▶ [Your assignment]:
All of the records below are to be output exactly; no image belongs in the result.

▶ [Supplied material]:

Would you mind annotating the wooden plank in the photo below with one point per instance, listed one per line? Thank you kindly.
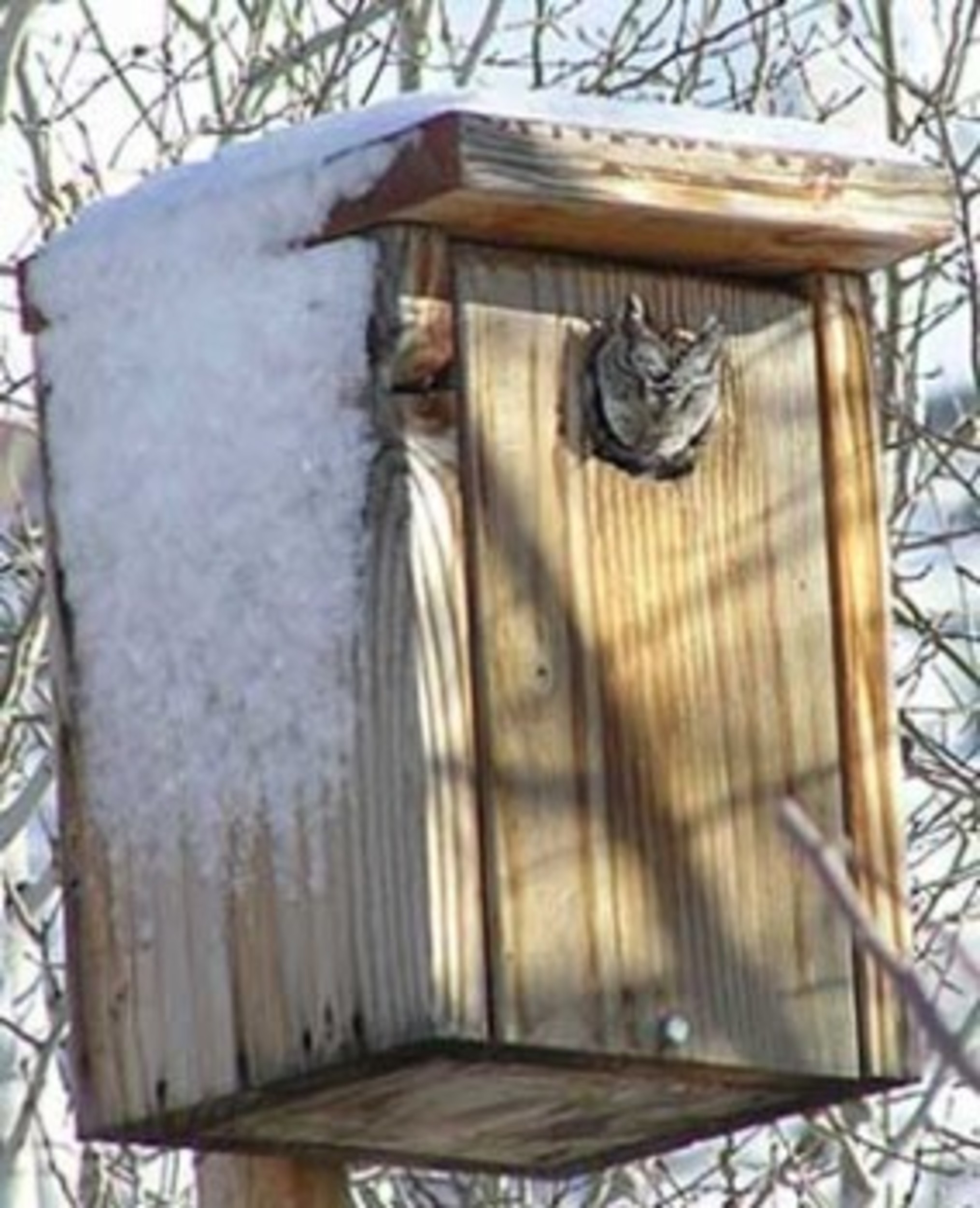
(869, 746)
(671, 197)
(656, 663)
(251, 1182)
(531, 1112)
(362, 926)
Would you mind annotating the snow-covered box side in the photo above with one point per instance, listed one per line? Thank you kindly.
(208, 445)
(360, 654)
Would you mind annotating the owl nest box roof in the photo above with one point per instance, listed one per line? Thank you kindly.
(654, 184)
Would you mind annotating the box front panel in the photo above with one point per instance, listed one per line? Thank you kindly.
(656, 668)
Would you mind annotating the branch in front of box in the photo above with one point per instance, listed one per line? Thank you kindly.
(828, 864)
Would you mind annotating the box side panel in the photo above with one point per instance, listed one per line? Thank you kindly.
(656, 670)
(869, 748)
(283, 936)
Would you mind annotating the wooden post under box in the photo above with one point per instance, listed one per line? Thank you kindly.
(625, 590)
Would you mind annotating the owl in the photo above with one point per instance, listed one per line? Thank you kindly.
(652, 395)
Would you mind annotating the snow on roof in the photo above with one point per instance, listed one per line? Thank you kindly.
(211, 453)
(335, 137)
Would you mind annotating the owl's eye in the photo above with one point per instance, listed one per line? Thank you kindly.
(653, 394)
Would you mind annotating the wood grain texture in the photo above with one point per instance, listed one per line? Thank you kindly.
(656, 665)
(535, 1113)
(250, 1182)
(869, 746)
(362, 928)
(671, 199)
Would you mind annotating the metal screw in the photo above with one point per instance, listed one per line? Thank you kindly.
(673, 1031)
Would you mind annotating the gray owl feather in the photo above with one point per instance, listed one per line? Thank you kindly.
(654, 395)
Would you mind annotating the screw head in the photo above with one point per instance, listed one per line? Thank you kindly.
(674, 1031)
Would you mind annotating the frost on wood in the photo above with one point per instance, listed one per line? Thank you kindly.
(209, 448)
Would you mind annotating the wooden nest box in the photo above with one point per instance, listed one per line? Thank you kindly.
(465, 528)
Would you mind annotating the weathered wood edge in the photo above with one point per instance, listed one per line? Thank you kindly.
(251, 1180)
(67, 777)
(653, 199)
(858, 572)
(203, 1127)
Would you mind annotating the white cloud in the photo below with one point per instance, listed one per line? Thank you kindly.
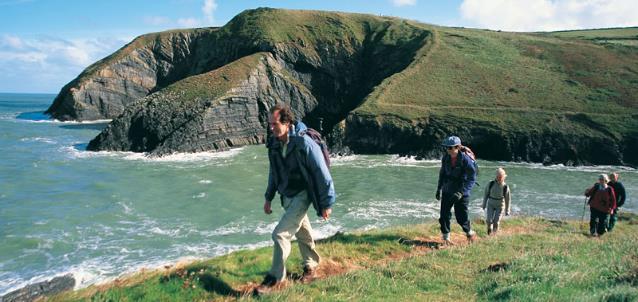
(209, 8)
(156, 20)
(45, 64)
(403, 2)
(547, 15)
(11, 41)
(188, 22)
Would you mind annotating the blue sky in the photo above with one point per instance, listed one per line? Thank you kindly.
(44, 44)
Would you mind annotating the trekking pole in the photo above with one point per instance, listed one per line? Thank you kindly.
(582, 219)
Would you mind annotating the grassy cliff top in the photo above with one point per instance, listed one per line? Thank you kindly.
(531, 259)
(468, 72)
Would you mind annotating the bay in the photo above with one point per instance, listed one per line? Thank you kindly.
(102, 214)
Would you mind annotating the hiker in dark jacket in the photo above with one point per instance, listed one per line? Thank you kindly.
(619, 189)
(602, 203)
(496, 201)
(293, 156)
(456, 179)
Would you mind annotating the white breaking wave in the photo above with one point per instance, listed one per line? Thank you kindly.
(561, 167)
(74, 153)
(38, 139)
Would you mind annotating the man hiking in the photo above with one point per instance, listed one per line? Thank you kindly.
(619, 189)
(496, 201)
(456, 179)
(299, 173)
(602, 203)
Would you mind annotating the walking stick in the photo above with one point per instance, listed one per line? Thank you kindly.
(582, 219)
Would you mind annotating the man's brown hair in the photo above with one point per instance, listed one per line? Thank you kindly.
(285, 114)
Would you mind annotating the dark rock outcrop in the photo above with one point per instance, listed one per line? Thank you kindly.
(422, 139)
(228, 106)
(357, 77)
(38, 290)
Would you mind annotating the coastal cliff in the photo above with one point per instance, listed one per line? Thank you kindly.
(373, 84)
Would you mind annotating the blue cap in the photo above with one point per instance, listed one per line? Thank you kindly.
(451, 141)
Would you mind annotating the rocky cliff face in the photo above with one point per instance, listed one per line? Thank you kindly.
(422, 139)
(322, 80)
(211, 88)
(170, 121)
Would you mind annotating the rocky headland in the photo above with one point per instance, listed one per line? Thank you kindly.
(373, 84)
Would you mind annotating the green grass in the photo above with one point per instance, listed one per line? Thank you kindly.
(533, 259)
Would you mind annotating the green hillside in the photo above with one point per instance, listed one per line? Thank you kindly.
(532, 259)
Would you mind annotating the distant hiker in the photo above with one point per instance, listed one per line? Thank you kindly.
(496, 201)
(602, 203)
(299, 173)
(619, 189)
(456, 179)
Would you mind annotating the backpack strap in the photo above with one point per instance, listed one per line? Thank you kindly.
(489, 190)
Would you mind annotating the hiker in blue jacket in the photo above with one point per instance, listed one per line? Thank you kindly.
(456, 179)
(621, 195)
(299, 173)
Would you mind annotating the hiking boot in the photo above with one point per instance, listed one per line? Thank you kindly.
(309, 274)
(266, 286)
(471, 236)
(446, 239)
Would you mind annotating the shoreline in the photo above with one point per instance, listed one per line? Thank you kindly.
(170, 268)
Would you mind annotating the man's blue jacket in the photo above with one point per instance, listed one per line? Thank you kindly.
(286, 177)
(461, 178)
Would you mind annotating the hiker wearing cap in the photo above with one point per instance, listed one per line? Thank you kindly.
(619, 189)
(299, 173)
(456, 179)
(496, 201)
(602, 203)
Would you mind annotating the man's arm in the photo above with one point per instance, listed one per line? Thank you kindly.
(621, 195)
(508, 199)
(320, 175)
(270, 190)
(470, 177)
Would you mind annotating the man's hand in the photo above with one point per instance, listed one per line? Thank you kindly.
(267, 208)
(325, 213)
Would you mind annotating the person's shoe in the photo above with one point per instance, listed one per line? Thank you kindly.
(266, 285)
(446, 239)
(309, 274)
(471, 236)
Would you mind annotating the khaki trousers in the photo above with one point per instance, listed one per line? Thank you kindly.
(294, 222)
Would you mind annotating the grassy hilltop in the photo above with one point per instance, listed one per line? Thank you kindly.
(532, 259)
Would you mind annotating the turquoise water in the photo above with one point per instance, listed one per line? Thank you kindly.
(102, 214)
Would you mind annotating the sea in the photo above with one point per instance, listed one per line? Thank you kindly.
(100, 215)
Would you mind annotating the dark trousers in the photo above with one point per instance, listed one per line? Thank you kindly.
(598, 221)
(460, 212)
(612, 220)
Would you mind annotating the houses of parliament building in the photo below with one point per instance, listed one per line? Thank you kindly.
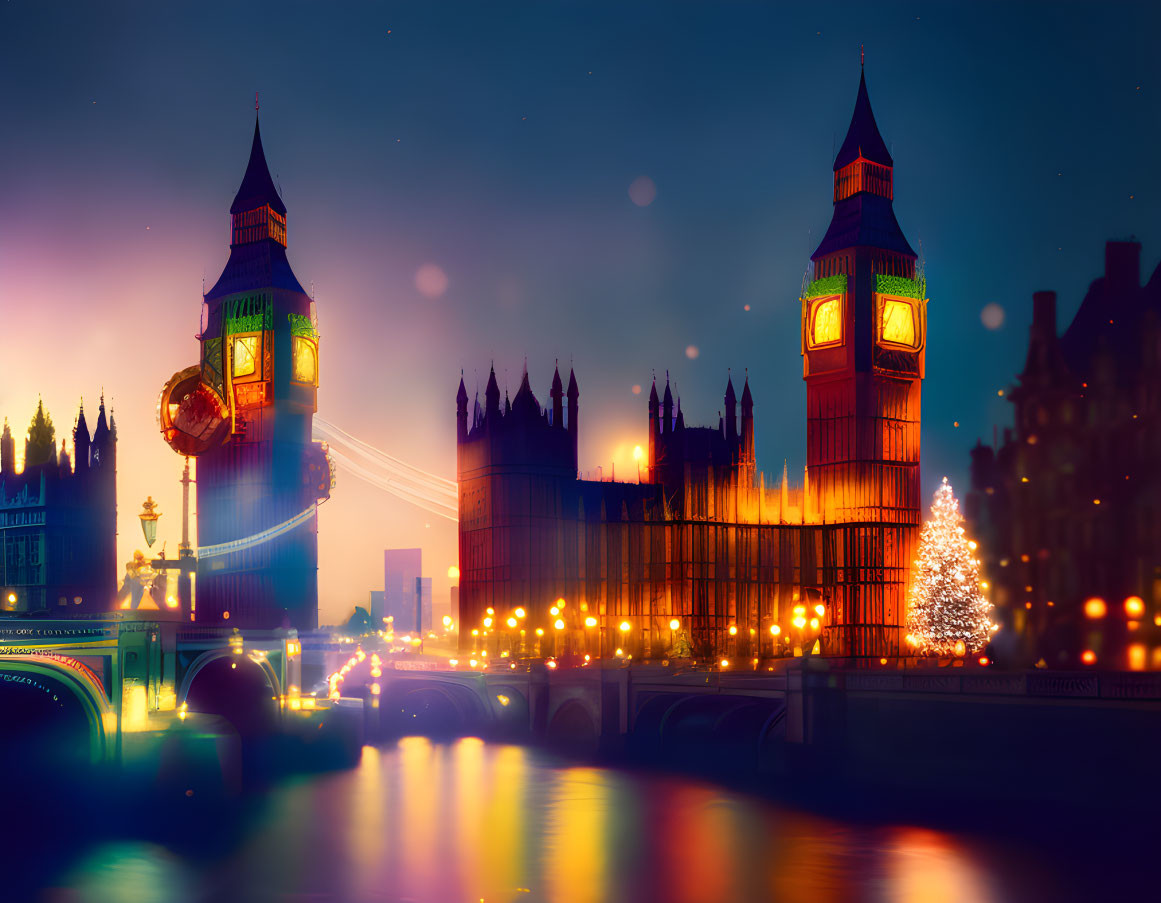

▶ [Answer box]:
Would you mind annotating the wooden plank in the photo below with one point per instance, listed one per line? Thank you kindly.
(869, 746)
(671, 197)
(656, 663)
(251, 1182)
(531, 1112)
(362, 926)
Would you mind annotating the snow-covered box side in the photo above with one point per instance, listed one per line? Thank you kindly.
(208, 445)
(360, 654)
Would you mind annotating the owl nest box roof in the photo above with one point per instance, listed one per line? Thank you kindly.
(654, 184)
Would you mind annotating the box front panel in the photo above with one point per instance, listed one per line? Thank you kindly.
(656, 668)
Would you mind annotating the branch in front of box in the photo above with one point per instance, listed one per line? Thank you kindly.
(828, 864)
Would you mind annotating the box side panel in the photo above with one point per instance, listed one per line? Thank you kindly.
(656, 670)
(869, 748)
(283, 936)
Would you mind annotating the wooden post under box in the photo above with one point per instance, listed one per line? Thank you kindly.
(625, 590)
Would you mind annotating the owl in the photo above with one point per instance, listed one per line? Thank you kindly.
(652, 395)
Would you mind annotating the snow on roof in the photo above with one point per instance, listed one per line? Thank you kindly.
(211, 453)
(335, 137)
Would you mind annotating the owl's eye in the photo above with one point per instance, listed one per line? Thank you kindly.
(653, 394)
Would you mind annotating the wood grain texture in the photo above with one point per instance, listed one per line? Thank you kindly.
(656, 665)
(535, 1113)
(250, 1182)
(869, 746)
(362, 928)
(671, 199)
Would you mind annotating the metal screw in the photo above with one point per instance, listed one per line? Thank you kindly.
(673, 1031)
Would you mind annotating the gray owl feather in the photo above with one point per instance, listed one per line? Thank you kindly.
(654, 395)
Would you mind annotating the screw head in the photo above with one point per instance, listed one per line? Thank you kindly.
(674, 1031)
Would you mind annotating the frost on wood in the photo above with one point per instance, listed one per line? Thank you kindly.
(209, 448)
Would you mind annotating the wooden nest box in the photo above with one point per instance, listed one per line? Thank you kindly.
(465, 528)
Would you mind annotating the weathered wood edge in the photo above with one point per instance, listed one per line? Thank you kindly.
(251, 1180)
(67, 777)
(653, 199)
(858, 572)
(203, 1127)
Would you mind annotating the white cloud in the photo below with one point per instance, listed one per line? Thank you kindly.
(209, 8)
(156, 20)
(45, 64)
(403, 2)
(547, 15)
(11, 41)
(188, 22)
Would you mind annotating the blue sky in the photo above with one point per instance, listed one per line? Thank you kindly.
(44, 44)
Would you mind annotating the trekking pole in the photo above with one point per instance, listed one per line? Thank you kindly.
(582, 219)
Would you mind annotating the grassy cliff top in the photo above with one point per instance, listed one per line? Thank you kindly.
(531, 259)
(468, 72)
Would you mind annotating the bay in the photo above with one point per instance, listed one per line? Thank you kindly.
(102, 214)
Would you mind annotating the hiker in dark jacket in the photo above with one point per instance, listed one per line? Thank you kindly.
(619, 189)
(602, 203)
(496, 201)
(293, 156)
(456, 179)
Would you mind annotating the white breaking wave in the photo above with one point per instance, listed one per line? Thank you kindly.
(561, 167)
(74, 153)
(38, 139)
Would you mind annotating the man hiking in the photo above with one point per instance, listed one per line? Thank you kindly.
(619, 189)
(496, 201)
(456, 179)
(299, 173)
(602, 203)
Would you mind annotating the walking stick in the photo above with one point per instance, listed one per line? Thank you kindly.
(582, 219)
Would you mind annotating the man's brown hair in the photo above with one point per instance, listed one per line? Thank you kindly.
(285, 114)
Would you mind annotating the dark rock outcrop in the photo above with one point per instance, listed one per line? Thank you kindly.
(422, 139)
(228, 106)
(357, 77)
(38, 290)
Would you mind annotating the coastal cliff in the photo above with one point per instance, listed one per line? Thank you kindly.
(373, 84)
Would you mind annotating the blue cap in the photo above with one point per instance, listed one per line? Thank you kindly.
(451, 141)
Would you mind annotating the rocky cliff face in the photo above with one point per instance, listed one per line? Thank you kindly.
(422, 139)
(322, 80)
(211, 88)
(170, 121)
Would you mind annotating the rocky headland in the photo above with one point per instance, listed one per line? Thank you kindly.
(373, 84)
Would you mind annotating the green grass in the photo above with one point per instance, listed one per line? Thank you kindly.
(533, 259)
Would you mind annotating the green hillside in the photo above with one point per instance, listed one per line? Thank you kindly.
(532, 259)
Would you mind annotating the distant hiker in the photo above with one point per instance, listed one per line? Thank you kindly.
(496, 201)
(602, 203)
(299, 173)
(619, 189)
(456, 179)
Would you mind annotating the backpack strap in the photo above with one point per instance, listed one per line? Thank you kindly.
(489, 190)
Would you mind annotating the hiker in blue jacket in the photo above with one point per instance, listed one per line? Thank you kindly.
(456, 179)
(621, 195)
(299, 173)
Would you mind annotating the hiking boot in the photo above with one point per instance, listed one per line? Thank you kindly.
(309, 274)
(266, 286)
(471, 236)
(446, 239)
Would you mind annotating the shoreline in the photo above with one point per instance, listed one per line? Thank you kindly.
(170, 268)
Would you mind annotating the man's blue jacket in the photo above with one point per instance, listed one per line? Thank you kindly.
(286, 177)
(461, 178)
Would you mind annotating the hiker wearing cap in the photo above with one point per instance, listed one per line? Thank you kindly.
(619, 189)
(299, 173)
(456, 179)
(496, 201)
(602, 203)
Would you mind annotating the man's arm in the photo above with one point per instance, listed one per line? Thank you kindly.
(621, 195)
(508, 199)
(320, 175)
(270, 190)
(470, 177)
Would you mind annotating the man's hand in the photo above with one point per instance, listed one per line? Thank you kindly.
(267, 208)
(325, 213)
Would you mind annotating the person's shoe in the photo above with one point per instance, listed one per line? Thank you kindly.
(266, 285)
(446, 239)
(309, 274)
(471, 236)
Would you mind annotating the khaki trousers in the photo above with one point per instance, listed one per line? Thank you kindly.
(294, 222)
Would you mind annotating the grassy hilltop in the photo above with one point per instance, listed one per line? Thank you kindly.
(532, 259)
Would you mind annotating the turquoise water in the photo above with one point per instance, listed one per line? Thank you kindly.
(102, 214)
Would you mind annotating the sea in the photo above with one point per instance, listed one per line? Thank you kindly.
(100, 215)
Would you mind annotating the dark trousers in the photo above with one point per instance, listed one per line? Thank you kindly.
(598, 221)
(460, 212)
(612, 220)
Would you mind annotating the houses of parliament building in the photo below with one point per instance, listed one per line? Thank you kindly.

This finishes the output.